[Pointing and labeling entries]
—————

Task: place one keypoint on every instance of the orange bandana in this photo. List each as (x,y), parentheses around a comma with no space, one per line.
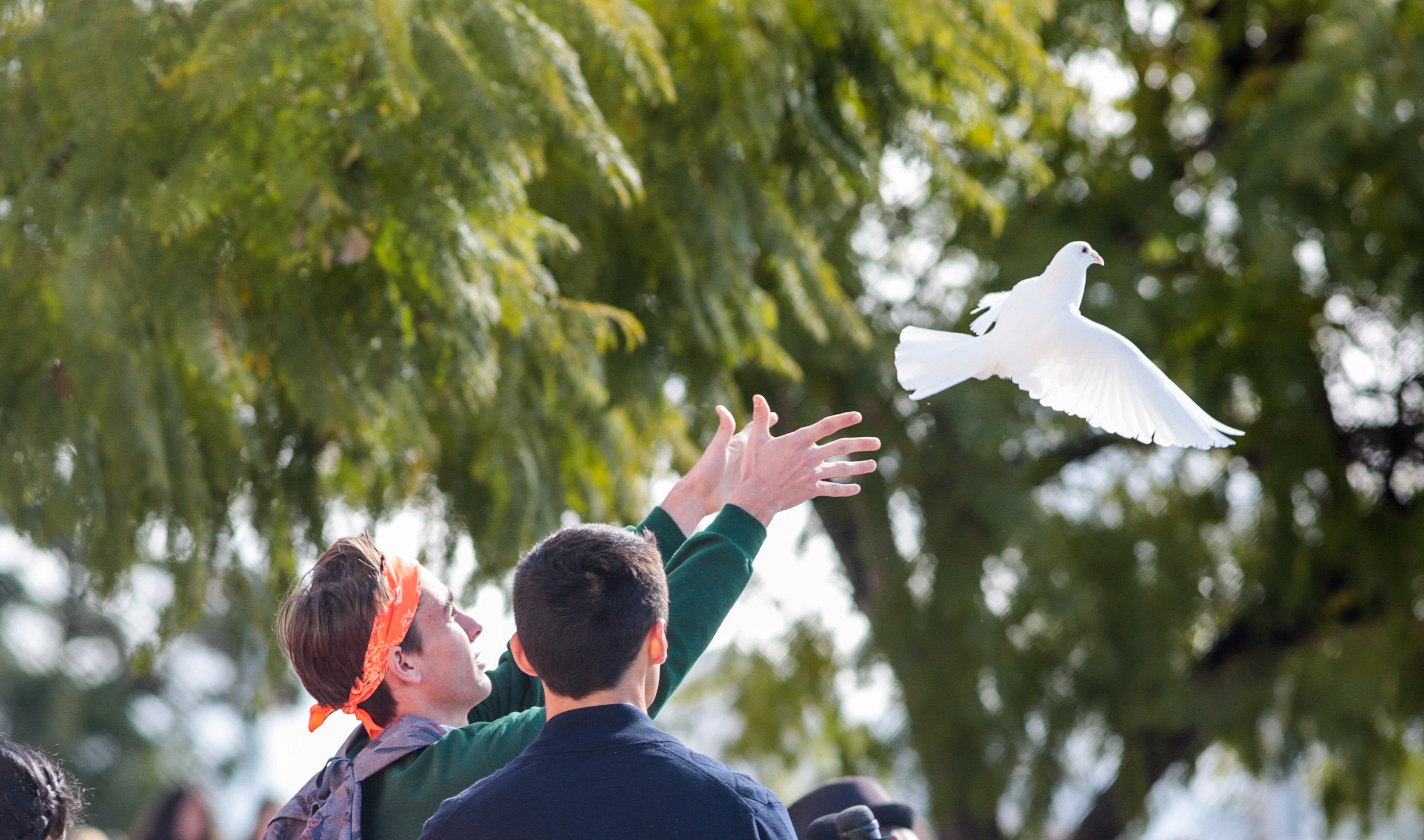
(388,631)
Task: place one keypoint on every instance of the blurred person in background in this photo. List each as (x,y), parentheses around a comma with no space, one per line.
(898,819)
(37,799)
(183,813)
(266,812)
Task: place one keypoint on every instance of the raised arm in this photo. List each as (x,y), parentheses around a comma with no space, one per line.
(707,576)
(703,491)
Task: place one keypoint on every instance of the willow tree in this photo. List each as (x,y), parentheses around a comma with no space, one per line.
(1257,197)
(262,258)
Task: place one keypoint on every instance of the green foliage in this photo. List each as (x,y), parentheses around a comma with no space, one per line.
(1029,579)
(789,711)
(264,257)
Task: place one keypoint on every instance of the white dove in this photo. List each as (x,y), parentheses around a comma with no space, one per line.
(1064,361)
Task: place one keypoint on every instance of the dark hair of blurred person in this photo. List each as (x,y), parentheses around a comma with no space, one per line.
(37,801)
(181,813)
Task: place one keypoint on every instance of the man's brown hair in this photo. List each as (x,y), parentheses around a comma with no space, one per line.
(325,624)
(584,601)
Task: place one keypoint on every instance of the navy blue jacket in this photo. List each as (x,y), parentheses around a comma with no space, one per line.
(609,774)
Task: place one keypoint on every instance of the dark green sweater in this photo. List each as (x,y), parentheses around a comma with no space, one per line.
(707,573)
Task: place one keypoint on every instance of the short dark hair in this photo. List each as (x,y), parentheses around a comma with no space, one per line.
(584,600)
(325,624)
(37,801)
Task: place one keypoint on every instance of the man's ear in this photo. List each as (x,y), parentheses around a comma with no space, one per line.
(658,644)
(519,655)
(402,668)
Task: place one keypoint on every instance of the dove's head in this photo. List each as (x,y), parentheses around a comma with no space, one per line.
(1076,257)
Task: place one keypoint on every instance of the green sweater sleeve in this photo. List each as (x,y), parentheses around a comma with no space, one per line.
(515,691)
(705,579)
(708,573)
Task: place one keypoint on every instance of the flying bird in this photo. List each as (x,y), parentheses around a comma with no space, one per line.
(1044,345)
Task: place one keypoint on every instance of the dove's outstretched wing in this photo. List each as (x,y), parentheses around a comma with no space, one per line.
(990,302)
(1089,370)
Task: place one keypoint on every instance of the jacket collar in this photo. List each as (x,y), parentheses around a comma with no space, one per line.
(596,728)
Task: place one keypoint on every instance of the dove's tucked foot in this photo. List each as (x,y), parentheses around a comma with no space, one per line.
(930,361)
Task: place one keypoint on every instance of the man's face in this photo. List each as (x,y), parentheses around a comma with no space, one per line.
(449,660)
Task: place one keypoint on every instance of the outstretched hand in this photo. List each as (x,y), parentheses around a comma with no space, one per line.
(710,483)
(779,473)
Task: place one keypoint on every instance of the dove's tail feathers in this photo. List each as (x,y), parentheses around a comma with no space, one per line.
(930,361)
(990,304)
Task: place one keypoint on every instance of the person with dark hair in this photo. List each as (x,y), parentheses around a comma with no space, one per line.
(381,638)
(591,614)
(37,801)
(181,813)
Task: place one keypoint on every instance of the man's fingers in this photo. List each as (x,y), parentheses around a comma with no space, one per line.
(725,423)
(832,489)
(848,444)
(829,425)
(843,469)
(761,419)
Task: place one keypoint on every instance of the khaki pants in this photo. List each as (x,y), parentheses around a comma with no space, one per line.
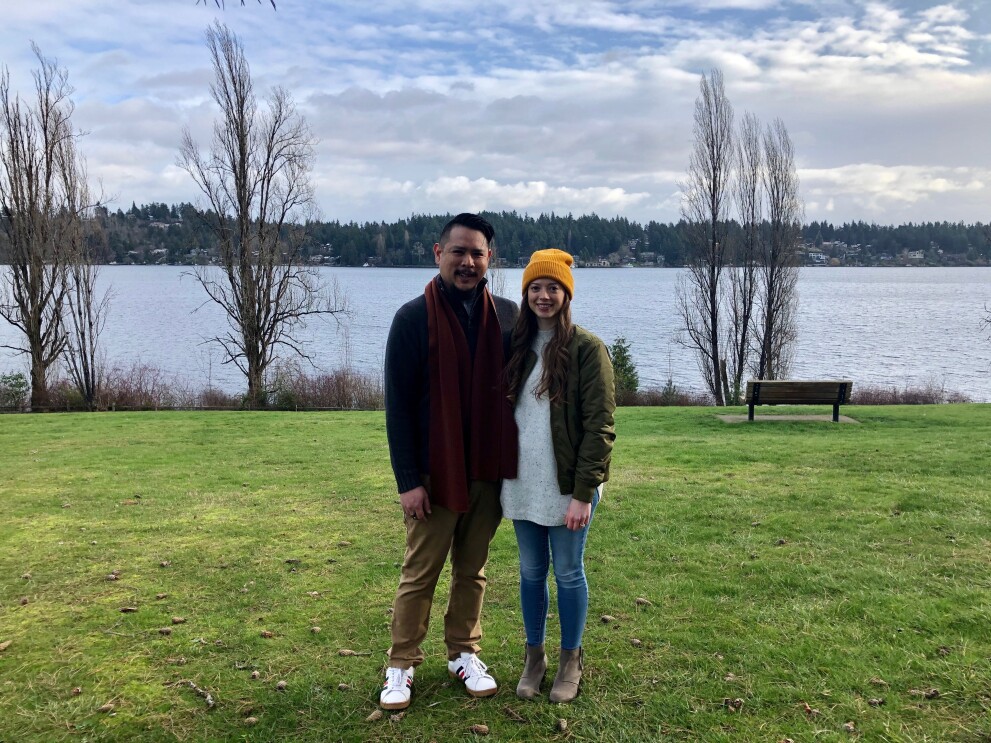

—————

## [AIM OF THE TASK]
Reproduce each entry precisely. Leave the pictures out.

## [THE ANSWER]
Task: place one keypoint on every instance of the orange bandana in this photo. List each as (x,y), parentheses around a comma with no space, one per line.
(388,631)
Task: place one keypoint on every instance of the blurred person in background in this photo. List each as (x,y), parentheses around a comma with no space, one per line.
(898,819)
(37,799)
(183,813)
(266,812)
Task: place one keypoint on every instance of the raised arm in this photo. List each as (x,y), parentheses around a comma with no space, one per line.
(707,576)
(703,491)
Task: place one keypoint on every instance of the willow tree in this photo. List each as (x,y), parentheses around a comma with no space, one per line.
(1257,197)
(262,258)
Task: place one keypoint on every instance of the green foliage in this photo. List each as (x,y), parentheses around a comma with no space, one per line.
(1029,579)
(789,711)
(264,257)
Task: place one keypoint on every instance of the white dove in this photo. List each as (x,y), parentheses around a comma with no space, one per line.
(1064,361)
Task: place one keypoint on every instance of the dark hair of blurred person in this photo. List each as (x,y), parentheses around a comma with no space, one per line.
(37,801)
(181,813)
Task: place one keypoint on every instance of the man's brown hair in this photo. List each as (x,y), parentheses around a comma with no space, one per line.
(325,624)
(584,601)
Task: place one keypoint on every instance of the navy blue jacket in this photo. List each as (x,y), parentheses around a comma with no space, one per line.
(609,774)
Task: place one keypoint on every instance of the dark green sweater in this photo. List each as (x,y), parentheses around a comma with no space, one per line.
(707,573)
Task: place one keypoint on every instance of the short dark hair in this photo. List each as (x,y), parentheses around a comma with no space, one per line.
(584,600)
(325,624)
(37,801)
Task: place one keypoint on every instance of the man's ear in this photo. List each as (x,y), parentheses around a comma with no space, one per line.
(658,644)
(519,655)
(402,668)
Task: place one keypoint on every instance of the dove's head in this photo. List each as (x,y), parentheses around a comma with no space, one per line.
(1076,257)
Task: place one keypoint on every instance of the green sweater sleeve in this photo. List each as (x,y), parentheses around a comma with no space, one per line.
(515,691)
(705,579)
(708,573)
Task: place one keypoint on every instance of the flying bird in this photo. List each as (x,y), parentheses around a comma with no space, one per line.
(1044,345)
Task: place one keypoint on every instance of the dove's outstretched wing in this photo. List each as (x,y), parentheses around a comma with no space, one per line.
(990,302)
(1089,370)
Task: place one keypoint on every instance of the jacket collar in this photo. List each as (x,y), parentheses around a comma with no space, one per line.
(596,728)
Task: place one keypoint on every instance of the dove's tucked foot in this photo. List each as (x,y), parentheses around a comma with no space, one per line.
(930,361)
Task: place one keypoint on every instance of the man's face in this photo. List each as (x,y), parentheses around a comma with no space, one per line.
(449,660)
Task: place one keypoint on every instance of the outstretched hand in this photo. List each as (x,y), parentheses around a comma with no space, one per line.
(710,483)
(779,473)
Task: place one keypoint on every instance of the dove's tail feathers in this photo. List each as (x,y), parentheses around a comma with no space, one per line.
(930,361)
(990,304)
Task: place one keypoint on every instance of the person with dark hair in this photo. List each as (x,y), parentheses around a comma with no space, one per line.
(381,638)
(591,614)
(37,801)
(181,813)
Task: place one keypoint on every instance of the man's fingers in this photo. List each as (x,y), parentheses around a comma with no space, one per line.
(725,423)
(832,489)
(848,444)
(829,425)
(843,469)
(761,419)
Task: place one keypoint on every instance of the khaki pants in this photo. List each as (x,y), parentheses around a comma with no space, one per line.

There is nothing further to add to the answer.